**Stored items**:
▬▬▬▬▬▬
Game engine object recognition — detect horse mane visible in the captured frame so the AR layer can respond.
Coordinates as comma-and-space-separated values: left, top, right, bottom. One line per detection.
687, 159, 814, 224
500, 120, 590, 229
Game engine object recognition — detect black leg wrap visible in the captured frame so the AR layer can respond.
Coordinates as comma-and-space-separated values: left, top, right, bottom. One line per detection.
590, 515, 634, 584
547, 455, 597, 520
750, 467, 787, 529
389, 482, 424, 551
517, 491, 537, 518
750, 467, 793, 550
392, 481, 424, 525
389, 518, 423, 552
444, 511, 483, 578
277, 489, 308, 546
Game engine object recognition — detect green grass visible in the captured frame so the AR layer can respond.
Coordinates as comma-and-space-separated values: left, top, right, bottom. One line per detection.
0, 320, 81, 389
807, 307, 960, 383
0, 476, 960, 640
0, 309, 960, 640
▬▬▬▬▬▬
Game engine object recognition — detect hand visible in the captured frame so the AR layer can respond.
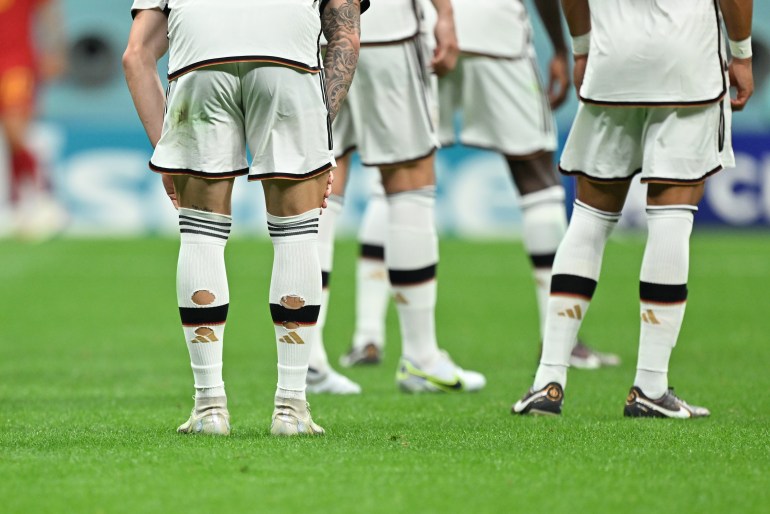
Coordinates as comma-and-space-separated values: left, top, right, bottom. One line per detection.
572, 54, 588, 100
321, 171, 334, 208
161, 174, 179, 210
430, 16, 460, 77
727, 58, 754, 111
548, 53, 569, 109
▬▬▬▬▬▬
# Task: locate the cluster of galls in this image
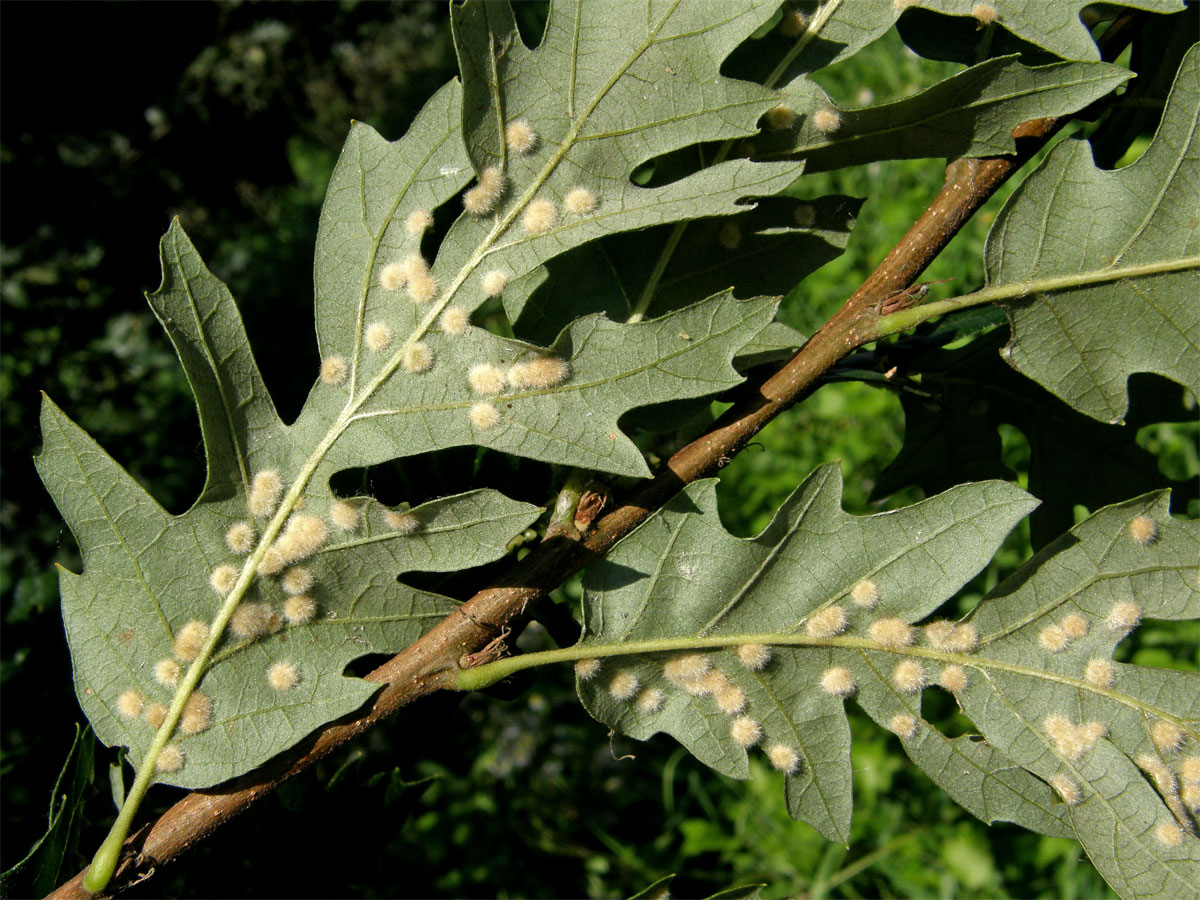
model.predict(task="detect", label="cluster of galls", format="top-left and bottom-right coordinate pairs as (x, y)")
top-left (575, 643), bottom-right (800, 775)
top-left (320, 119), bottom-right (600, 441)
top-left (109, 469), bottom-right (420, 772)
▬▬▬▬▬▬
Can you extract the lines of this material from the line with "Game engine object recognition — detect horse" up to and including the line with "0, 309, 960, 640", reproducing each one unchanged?

Game engine object recognition — detect horse mane visible in the captured frame so the AR layer can respond.
Coordinates as comma-and-space-separated values: left, top, right, bottom. One line per detection.
687, 159, 814, 224
500, 120, 590, 229
Game engine object recognition — detect black leg wrap visible in the captured frame so the AR layer can respond.
Coordinates as comma-and-space-separated values: left, top, right, bottom. One line per detection.
590, 515, 634, 584
547, 455, 597, 520
750, 467, 787, 529
389, 482, 424, 551
517, 491, 537, 518
750, 467, 793, 550
392, 481, 424, 525
389, 518, 423, 552
444, 511, 483, 578
277, 489, 308, 546
Game engine object recognition — detect green grass visible in the captured frame so the AR layer can respond.
Coordinates as comma-and-space-separated values: left, top, right, bottom. One line per detection.
0, 320, 81, 389
807, 307, 960, 383
0, 476, 960, 640
0, 309, 960, 640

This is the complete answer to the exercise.